_Exercise description_: Would you repeat all the lines below, exactly as they stand?

[Stored entries]
__________
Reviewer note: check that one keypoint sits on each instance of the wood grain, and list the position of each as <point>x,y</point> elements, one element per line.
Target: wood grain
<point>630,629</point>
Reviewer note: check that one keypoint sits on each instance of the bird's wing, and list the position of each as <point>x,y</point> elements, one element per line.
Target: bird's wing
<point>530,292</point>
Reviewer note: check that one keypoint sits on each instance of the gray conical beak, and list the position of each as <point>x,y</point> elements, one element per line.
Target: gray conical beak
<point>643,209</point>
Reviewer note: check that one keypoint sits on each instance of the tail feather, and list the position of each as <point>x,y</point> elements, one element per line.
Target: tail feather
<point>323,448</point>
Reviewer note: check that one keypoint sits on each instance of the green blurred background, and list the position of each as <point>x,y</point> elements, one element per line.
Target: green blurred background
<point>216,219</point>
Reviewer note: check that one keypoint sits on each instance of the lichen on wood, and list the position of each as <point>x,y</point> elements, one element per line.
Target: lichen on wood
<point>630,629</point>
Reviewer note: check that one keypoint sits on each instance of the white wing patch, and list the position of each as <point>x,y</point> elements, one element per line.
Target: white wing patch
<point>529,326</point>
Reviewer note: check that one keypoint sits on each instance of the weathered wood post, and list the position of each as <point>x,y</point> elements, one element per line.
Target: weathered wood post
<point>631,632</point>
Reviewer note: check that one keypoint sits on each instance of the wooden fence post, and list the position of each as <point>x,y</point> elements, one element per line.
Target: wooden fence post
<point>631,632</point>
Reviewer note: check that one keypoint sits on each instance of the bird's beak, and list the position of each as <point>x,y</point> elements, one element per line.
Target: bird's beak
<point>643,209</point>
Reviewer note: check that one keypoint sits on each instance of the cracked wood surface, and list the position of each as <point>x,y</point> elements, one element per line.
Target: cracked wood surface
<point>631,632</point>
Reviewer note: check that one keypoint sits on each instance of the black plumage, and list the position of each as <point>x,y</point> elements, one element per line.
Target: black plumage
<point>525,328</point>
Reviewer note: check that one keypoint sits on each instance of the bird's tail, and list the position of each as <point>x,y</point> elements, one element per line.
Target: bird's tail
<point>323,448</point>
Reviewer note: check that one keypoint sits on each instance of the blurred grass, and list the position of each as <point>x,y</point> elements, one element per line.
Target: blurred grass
__________
_Solved exercise_:
Reviewer note: check that one keypoint sits on each instance of the wood grain, and list the position of each as <point>x,y</point> elements, one element per line.
Target: wood grain
<point>630,629</point>
Reviewer note: check that one keypoint sits on each instance of the bird's wing, and list the position of each as <point>x,y</point> elements, one element per line.
Target: bird's wing
<point>530,292</point>
Reviewer note: check that one keypoint sits on each instance of the gray conical beak, and list the position of each as <point>x,y</point> elements, one element per line.
Target: gray conical beak
<point>643,209</point>
Reviewer note: check that one keypoint sits on each instance of the tail feather, and list the position of each as <point>x,y</point> elements, one element per line.
Target: tail feather
<point>323,448</point>
Reviewer note: check that one keypoint sits on each instance of the green blurred background, and list the position of each as <point>x,y</point> elements, one element per line.
Target: green blurred background
<point>216,219</point>
Reviewer note: check that one keypoint sits on each instance of the lichen on wood, and list the position of each as <point>x,y</point> elements, one element per line.
Target: lichen on wood
<point>630,629</point>
Reviewer note: check that one keypoint sits on each instance of the white wing patch, and list the position of each as <point>x,y</point> elements, one element per line.
Target: white wing patch
<point>529,326</point>
Reviewer note: check that one keypoint sits on each instance of the weathered wood post, and list the position of each as <point>x,y</point> elements, one element per line.
Target: weathered wood post
<point>631,632</point>
Reviewer note: check that one keypoint sits on each instance of the wooden fence post, and list the position of each as <point>x,y</point> elements, one element per line.
Target: wooden fence post
<point>631,632</point>
Reviewer note: check that one keypoint sits on each instance of the bird's beak, and list the position of each as <point>x,y</point> elements, one element per line.
Target: bird's beak
<point>643,209</point>
Reviewer note: check that one keypoint sits on each instance of the cracked wood surface, and list the position of each as <point>x,y</point> elements, one element per line.
Target: cracked wood surface
<point>631,632</point>
Reviewer note: check that one keypoint sits on each instance of the black plumage, and list the position of each as <point>x,y</point> elements, one element per line.
Target: black plumage
<point>525,328</point>
Reviewer note: check that one keypoint sits on each instance of the bird's tail, and list the position of each as <point>x,y</point> elements, one element per line.
Target: bird's tail
<point>323,448</point>
Reviewer note: check that one keypoint sits on each instance of the blurred grass, and list the position of each as <point>x,y</point> elements, one element per line.
Target: blurred grass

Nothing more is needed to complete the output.